*** Opening of DATASET EXTRACT ***
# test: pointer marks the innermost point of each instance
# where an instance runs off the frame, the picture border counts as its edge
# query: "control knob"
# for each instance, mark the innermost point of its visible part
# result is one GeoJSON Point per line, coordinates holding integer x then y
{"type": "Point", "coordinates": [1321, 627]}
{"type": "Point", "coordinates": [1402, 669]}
*** Close of DATASET EXTRACT ***
*** Opening of DATASET EXTRACT ***
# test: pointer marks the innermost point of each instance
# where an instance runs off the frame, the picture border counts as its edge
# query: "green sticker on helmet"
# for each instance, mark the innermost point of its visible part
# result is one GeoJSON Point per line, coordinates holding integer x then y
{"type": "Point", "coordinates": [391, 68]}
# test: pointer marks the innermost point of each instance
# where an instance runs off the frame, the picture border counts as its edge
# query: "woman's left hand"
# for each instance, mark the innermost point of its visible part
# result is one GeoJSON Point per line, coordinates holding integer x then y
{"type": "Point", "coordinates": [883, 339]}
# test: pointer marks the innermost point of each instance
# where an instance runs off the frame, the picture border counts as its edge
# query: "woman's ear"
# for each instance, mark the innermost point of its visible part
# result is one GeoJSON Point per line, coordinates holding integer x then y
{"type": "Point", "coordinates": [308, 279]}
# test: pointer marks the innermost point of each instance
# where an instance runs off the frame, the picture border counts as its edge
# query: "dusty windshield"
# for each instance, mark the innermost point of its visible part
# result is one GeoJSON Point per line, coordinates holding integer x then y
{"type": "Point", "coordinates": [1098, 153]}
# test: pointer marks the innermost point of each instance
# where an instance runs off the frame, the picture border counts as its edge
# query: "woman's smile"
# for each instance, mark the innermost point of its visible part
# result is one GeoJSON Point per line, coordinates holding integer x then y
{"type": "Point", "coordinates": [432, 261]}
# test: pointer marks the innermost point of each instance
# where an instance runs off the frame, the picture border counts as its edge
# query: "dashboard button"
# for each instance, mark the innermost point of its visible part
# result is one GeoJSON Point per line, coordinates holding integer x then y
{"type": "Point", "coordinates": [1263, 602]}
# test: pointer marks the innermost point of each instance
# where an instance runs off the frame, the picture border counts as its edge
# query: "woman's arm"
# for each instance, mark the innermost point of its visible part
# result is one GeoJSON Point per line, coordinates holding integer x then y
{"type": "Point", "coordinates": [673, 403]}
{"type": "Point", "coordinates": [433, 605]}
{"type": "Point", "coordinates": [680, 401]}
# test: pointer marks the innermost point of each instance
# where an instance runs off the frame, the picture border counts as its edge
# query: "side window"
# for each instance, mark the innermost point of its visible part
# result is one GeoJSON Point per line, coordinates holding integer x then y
*** Close of DATASET EXTRACT ***
All lines carrying the word "query" must be copied from the data above.

# query: "control knob"
# query: "green sticker on helmet"
# query: "woman's left hand"
# query: "woman's ear"
# query: "dusty windshield"
# query: "woman's smile"
# query: "dashboard button"
# query: "woman's arm"
# query: "side window"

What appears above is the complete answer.